▶ [Directive]
Turn every line of the listing below into a numbered list, skipping any blank lines and leaving the pictures out.
----------------------------------------
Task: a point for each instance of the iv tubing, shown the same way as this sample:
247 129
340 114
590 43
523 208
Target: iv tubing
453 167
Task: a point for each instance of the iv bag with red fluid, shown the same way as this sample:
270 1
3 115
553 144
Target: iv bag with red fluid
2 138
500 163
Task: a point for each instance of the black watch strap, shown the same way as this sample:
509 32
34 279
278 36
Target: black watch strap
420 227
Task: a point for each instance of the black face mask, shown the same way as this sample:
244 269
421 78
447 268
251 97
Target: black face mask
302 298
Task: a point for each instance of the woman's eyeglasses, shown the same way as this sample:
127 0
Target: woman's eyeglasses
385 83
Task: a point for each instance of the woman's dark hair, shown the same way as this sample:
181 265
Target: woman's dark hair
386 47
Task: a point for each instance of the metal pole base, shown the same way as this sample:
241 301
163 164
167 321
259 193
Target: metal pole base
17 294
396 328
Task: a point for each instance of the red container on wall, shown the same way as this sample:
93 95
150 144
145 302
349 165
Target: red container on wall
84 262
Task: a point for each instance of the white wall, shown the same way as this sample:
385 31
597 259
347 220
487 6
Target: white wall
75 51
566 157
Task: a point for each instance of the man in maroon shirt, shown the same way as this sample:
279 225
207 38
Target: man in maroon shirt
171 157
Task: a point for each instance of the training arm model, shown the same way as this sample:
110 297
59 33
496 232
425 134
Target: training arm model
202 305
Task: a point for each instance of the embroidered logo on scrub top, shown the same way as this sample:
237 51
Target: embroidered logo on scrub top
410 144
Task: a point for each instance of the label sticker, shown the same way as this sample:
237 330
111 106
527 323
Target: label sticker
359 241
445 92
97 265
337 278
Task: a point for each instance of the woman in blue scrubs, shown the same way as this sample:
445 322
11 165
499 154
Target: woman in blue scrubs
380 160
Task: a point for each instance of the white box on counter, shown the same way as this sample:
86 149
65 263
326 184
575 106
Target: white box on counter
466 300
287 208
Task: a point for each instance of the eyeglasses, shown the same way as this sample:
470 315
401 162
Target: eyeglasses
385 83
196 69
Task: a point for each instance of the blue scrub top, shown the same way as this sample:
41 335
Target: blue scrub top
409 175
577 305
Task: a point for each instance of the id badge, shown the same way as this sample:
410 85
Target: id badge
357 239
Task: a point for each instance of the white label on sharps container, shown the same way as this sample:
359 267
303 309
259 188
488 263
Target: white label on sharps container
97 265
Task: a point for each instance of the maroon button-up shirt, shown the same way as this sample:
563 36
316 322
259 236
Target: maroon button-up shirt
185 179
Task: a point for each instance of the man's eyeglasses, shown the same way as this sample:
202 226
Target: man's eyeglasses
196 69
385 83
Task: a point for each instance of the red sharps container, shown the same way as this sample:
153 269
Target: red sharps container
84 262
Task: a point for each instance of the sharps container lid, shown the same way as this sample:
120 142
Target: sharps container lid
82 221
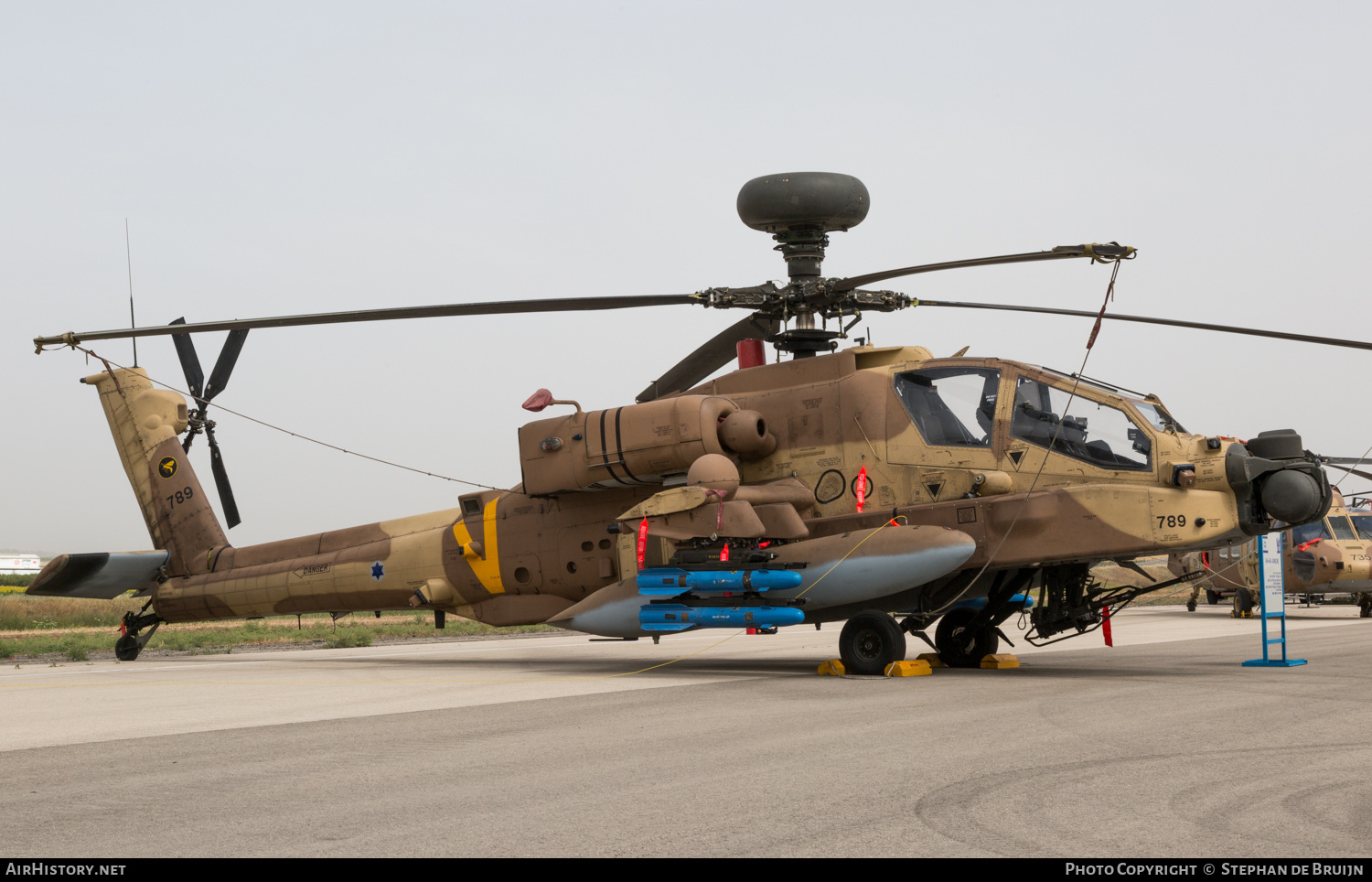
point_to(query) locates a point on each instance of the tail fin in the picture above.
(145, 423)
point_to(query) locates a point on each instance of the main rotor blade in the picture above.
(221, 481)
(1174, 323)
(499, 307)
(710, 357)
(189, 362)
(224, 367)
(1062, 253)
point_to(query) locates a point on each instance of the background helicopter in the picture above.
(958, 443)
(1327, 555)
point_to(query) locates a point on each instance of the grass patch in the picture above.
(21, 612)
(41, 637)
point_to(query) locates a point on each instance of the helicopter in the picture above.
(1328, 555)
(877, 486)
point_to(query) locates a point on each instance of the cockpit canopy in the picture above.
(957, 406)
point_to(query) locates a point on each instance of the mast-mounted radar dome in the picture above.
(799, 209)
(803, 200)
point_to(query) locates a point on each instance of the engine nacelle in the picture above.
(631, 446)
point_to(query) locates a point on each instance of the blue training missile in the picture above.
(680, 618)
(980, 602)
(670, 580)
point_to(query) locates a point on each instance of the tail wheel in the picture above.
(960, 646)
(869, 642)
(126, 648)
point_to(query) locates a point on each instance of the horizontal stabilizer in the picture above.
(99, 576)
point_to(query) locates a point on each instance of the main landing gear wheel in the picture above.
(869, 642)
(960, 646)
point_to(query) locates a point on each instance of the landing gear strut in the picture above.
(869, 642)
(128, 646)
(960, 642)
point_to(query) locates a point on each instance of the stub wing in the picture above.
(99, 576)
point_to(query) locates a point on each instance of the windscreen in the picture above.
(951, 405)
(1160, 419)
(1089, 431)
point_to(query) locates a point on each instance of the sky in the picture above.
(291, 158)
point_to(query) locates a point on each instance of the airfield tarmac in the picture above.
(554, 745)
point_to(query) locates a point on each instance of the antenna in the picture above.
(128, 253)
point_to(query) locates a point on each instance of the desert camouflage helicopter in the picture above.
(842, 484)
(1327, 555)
----------------------------------------
▶ [Problem solution]
1. Task: a point for each instance of the iv tubing, shown the same way as this sample:
2. 247 129
3. 340 114
4. 590 43
5. 523 208
6. Target: iv tubing
7. 453 167
8. Task: a point for each instance of the iv bag with red fluid, shown the same way as this sample:
9. 270 1
10. 3 115
11. 553 144
12. Target: iv bag with red fluid
13. 2 138
14. 500 163
15. Task: a point for each instance of the black watch strap, shown the same way as this sample:
16. 509 32
17. 34 279
18. 278 36
19. Target: black watch strap
20. 420 227
21. Task: a point for each instance of the black face mask, shown the same way as this sample:
22. 244 269
23. 421 78
24. 447 268
25. 251 97
26. Target: black face mask
27. 302 298
28. Task: a point for each instance of the woman's eyeglasses, shown the same way as this sample:
29. 127 0
30. Target: woman's eyeglasses
31. 385 83
32. Task: a point for each instance of the woman's dark hair, shown the same way as this sample:
33. 181 265
34. Target: woman's dark hair
35. 386 47
36. Task: a point for each instance of the metal pole base, shown the same way as this sample:
37. 241 301
38. 163 164
39. 167 321
40. 259 193
41. Target: metal pole base
42. 17 294
43. 396 328
44. Task: a point for each instance of the red container on wall, shown the same way as this sample:
45. 93 95
46. 150 144
47. 145 302
48. 349 165
49. Target: red container on wall
50. 84 262
51. Task: a point for each instance of the white wall, shown the same way as this sample:
52. 385 31
53. 597 259
54. 347 220
55. 487 6
56. Target: white wall
57. 75 51
58. 566 157
59. Task: a point for each instance of the man in maroon shirt, shown the same way as this sample:
60. 279 225
61. 207 38
62. Target: man in maroon shirt
63. 171 157
64. Task: a point for each instance of the training arm model, shown the same way as this sample:
65. 110 297
66. 59 33
67. 496 232
68. 425 134
69. Target: training arm model
70. 202 305
71. Task: a point for each instance of the embroidered logo on scrub top, shown the same way as this sample:
72. 237 51
73. Target: embroidered logo on scrub top
74. 410 144
75. Task: a point for each instance of the label sticker, shown the same way as this sample:
76. 237 330
77. 111 106
78. 527 323
79. Target: label sticker
80. 359 241
81. 445 92
82. 97 265
83. 337 278
84. Task: a point for each instance of the woman in blue scrubs, shown the same way as this sample:
85. 445 322
86. 11 165
87. 499 154
88. Target: woman in blue scrubs
89. 380 160
90. Task: a point for each instance of the white box on counter, shown the same way as this sample:
91. 86 149
92. 65 263
93. 326 184
94. 575 106
95. Target: white box on counter
96. 466 300
97. 287 208
98. Task: a point for each instance of the eyeglasses, shown the same way as this sample:
99. 470 315
100. 401 162
101. Target: eyeglasses
102. 385 83
103. 196 69
104. Task: a point for each instance of the blue scrub top, shown the same way as this sample:
105. 41 335
106. Target: blue scrub top
107. 409 175
108. 577 305
109. Task: a point for each instance of the id badge, shown the same way as this sample:
110. 410 85
111. Target: id badge
112. 357 239
113. Task: a point for each instance of the white label on sharps container, shown the same way as this sample:
114. 359 267
115. 303 309
116. 259 188
117. 488 263
118. Target: white label on sharps container
119. 97 265
120. Task: a point for each instance of the maroon button-up shirt, shown the same way as this sample:
121. 563 36
122. 316 322
123. 259 236
124. Target: maroon button-up shirt
125. 185 179
126. Task: a point for each instance of the man's eyeglasses, shown the same way as this sample:
127. 202 226
128. Target: man's eyeglasses
129. 196 69
130. 385 83
131. Task: a point for each instance of the red sharps container, shown the same way as this sample:
132. 153 269
133. Target: red sharps container
134. 84 262
135. Task: a point for each instance of the sharps container lid, shown the same way as this sample:
136. 120 142
137. Target: sharps container lid
138. 82 221
139. point_to(query) locates a point on each instance of the tail fin in the picture above.
140. (145, 423)
141. point_to(query) locates a point on each instance of the main rotor blade in the picture above.
142. (221, 481)
143. (1174, 323)
144. (499, 307)
145. (710, 357)
146. (189, 362)
147. (224, 367)
148. (1062, 253)
149. point_to(query) locates a point on each instance of the background helicopter in the picture above.
150. (958, 443)
151. (1327, 555)
152. point_to(query) locates a point on each instance of the grass patch in the picture above.
153. (21, 612)
154. (41, 637)
155. point_to(query) locates a point on each instance of the helicopter in the picture above.
156. (1328, 555)
157. (877, 486)
158. point_to(query) locates a point on each instance of the cockpit canopy in the picture above.
159. (957, 406)
160. point_to(query) locates a point on each instance of the mast-mounted radar dome in the picture above.
161. (799, 209)
162. (803, 200)
163. point_to(query) locates a point on each instance of the engine nacelle in the picture above.
164. (631, 446)
165. point_to(query) locates a point on each instance of the blue training missile in the picture above.
166. (680, 618)
167. (980, 602)
168. (670, 580)
169. point_to(query) locates a point on each instance of the tail wheel in the picture above.
170. (960, 646)
171. (869, 642)
172. (126, 648)
173. point_to(query) locates a point on each instance of the horizontal stabilizer in the picture above.
174. (99, 576)
175. point_to(query) locates a point on each instance of the main landing gear wheel in the picture above.
176. (869, 642)
177. (960, 646)
178. point_to(query) locates a point on each instance of the landing gear strut in the picture above.
179. (869, 642)
180. (128, 646)
181. (960, 642)
182. point_to(query) locates a point on each instance of the stub wing in the picture above.
183. (99, 576)
184. point_to(query) locates a point on each instance of the windscreen in the picture above.
185. (951, 405)
186. (1160, 419)
187. (1089, 431)
188. point_to(query) locates a point on each instance of the sky in the picture above.
189. (291, 158)
190. point_to(query) locates a point on each instance of the airfield tarmac in the picture above.
191. (554, 745)
192. point_to(query) locates a point on each instance of the antenna in the picture above.
193. (128, 253)
194. point_to(query) locates a point on each instance of the desert camouflage helicopter in the picture above.
195. (842, 484)
196. (1327, 555)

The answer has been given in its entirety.